标签:ural 并查集 离线 anansi-s cobweb
传送门
大意:给出一个无向图,删除Q条边,每删除一次就询问一次目前的连通块的数目。
思路:离线搞, 把删边转换为加边,每加一次边,若两个顶点不连通就用并查集把着这两个连通块合并。
代码:
#include<cstdio>
#include<cstring>
#include<algorithm>
#define MAXN 100005
using namespace std;
int n, m, q;
int s[MAXN], t[MAXN];
int ban[MAXN], fa[MAXN], st[MAXN];
bool f[MAXN], g[MAXN];
int rt(int u)
{
if(fa[u] != u) return fa[u] = rt(fa[u]);
return u;
}
int main()
{
while(~scanf("%d%d", &n, &m))
{
memset(ban, 0, sizeof ban);
memset(fa, 0, sizeof fa);
memset(st, 0, sizeof st);
memset(f, 0, sizeof f);
memset(g, 0, sizeof g);
for(int i = 1; i <= m; i ++)

**题目描述**
请续写这篇用并查集离线处理删边问题的题解,从原文最后一行之后接着写。 这些记录另有出处,与上面的网页原文无关。

**数据内容**
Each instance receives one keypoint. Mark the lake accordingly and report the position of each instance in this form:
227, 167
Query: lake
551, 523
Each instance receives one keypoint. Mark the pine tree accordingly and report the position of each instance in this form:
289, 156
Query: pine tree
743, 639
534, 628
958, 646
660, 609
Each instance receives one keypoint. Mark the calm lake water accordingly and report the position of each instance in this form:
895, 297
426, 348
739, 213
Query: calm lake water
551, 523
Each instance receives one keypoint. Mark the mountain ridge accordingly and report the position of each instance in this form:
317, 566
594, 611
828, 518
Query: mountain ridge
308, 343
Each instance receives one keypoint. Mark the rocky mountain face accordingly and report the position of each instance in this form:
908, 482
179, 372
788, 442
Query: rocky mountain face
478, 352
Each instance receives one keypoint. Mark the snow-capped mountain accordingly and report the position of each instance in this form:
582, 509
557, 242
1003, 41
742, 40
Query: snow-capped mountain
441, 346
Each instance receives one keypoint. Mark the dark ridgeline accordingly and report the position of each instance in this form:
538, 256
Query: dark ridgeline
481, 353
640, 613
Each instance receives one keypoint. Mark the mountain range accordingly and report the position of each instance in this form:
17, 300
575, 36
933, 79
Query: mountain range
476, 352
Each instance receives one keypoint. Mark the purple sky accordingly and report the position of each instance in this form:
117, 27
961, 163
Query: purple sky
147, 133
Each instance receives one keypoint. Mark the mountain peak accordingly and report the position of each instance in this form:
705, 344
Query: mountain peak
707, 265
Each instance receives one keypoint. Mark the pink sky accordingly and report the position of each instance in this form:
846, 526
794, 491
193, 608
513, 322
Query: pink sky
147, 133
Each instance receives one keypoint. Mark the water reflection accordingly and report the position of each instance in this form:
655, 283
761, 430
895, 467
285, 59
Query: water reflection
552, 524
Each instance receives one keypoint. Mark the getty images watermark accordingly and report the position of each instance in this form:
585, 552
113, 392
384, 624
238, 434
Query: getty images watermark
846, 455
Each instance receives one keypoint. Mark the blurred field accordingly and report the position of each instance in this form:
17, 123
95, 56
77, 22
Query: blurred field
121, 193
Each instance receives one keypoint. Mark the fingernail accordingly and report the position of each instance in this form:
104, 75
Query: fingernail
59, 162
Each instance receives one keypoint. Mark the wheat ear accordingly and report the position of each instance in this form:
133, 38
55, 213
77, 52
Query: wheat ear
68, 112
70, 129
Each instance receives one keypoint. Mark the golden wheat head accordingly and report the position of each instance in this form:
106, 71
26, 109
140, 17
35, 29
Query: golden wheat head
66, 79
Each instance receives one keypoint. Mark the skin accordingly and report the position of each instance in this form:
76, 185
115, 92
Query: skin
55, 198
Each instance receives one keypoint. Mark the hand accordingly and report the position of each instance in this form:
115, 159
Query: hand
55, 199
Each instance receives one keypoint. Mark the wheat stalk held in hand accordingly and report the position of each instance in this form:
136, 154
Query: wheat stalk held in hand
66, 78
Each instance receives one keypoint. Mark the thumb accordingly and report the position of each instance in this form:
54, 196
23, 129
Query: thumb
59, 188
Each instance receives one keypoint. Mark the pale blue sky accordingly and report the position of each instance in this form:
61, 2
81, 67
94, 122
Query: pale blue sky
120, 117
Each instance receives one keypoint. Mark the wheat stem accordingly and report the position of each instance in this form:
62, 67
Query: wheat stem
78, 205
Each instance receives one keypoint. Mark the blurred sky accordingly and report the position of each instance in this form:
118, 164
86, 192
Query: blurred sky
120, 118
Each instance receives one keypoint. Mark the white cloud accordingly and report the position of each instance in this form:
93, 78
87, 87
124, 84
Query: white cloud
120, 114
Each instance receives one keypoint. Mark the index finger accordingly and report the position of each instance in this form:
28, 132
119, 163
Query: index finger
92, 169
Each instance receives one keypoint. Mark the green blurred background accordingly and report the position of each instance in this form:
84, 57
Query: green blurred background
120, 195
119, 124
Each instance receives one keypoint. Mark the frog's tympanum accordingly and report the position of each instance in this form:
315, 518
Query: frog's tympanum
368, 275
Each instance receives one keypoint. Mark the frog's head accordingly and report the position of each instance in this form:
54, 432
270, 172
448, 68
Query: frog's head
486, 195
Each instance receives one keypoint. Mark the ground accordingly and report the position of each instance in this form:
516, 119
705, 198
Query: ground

**参考答案**
scanf("%d%d", &s[i], &t[i]);
for(int i = 1; i <= n; i ++)
fa[i] = i;
scanf("%d", &q);
for(int i = 1; i <= q; i ++)
{
scanf("%d", ban + i);
f[ban[i]] = 1;
}
int ans = n;
for(int i = 1; i <= m; i ++)
if(!f[i])
{
int t1 = rt(s[i]), t2 = rt(t[i]);
if(t1 != t2) fa[t1] = t2, ans --;
}
for(int i = q; i > 0; i --)
{
st[i] = ans;
int t1 = rt(s[ban[i]]), t2 = rt(t[ban[i]]);
if(t1 != t2) fa[t1] = t2, ans --;
}
printf("%d", st[1]);
for(int i = 2; i <= q; i ++)
printf(" %d", st[i]);
putchar(‘\n‘);
}
return 0;
}
版权声明:请随意转载O(∩_∩)O
URAL1671 Anansi's Cobweb(离线做 + 并查集)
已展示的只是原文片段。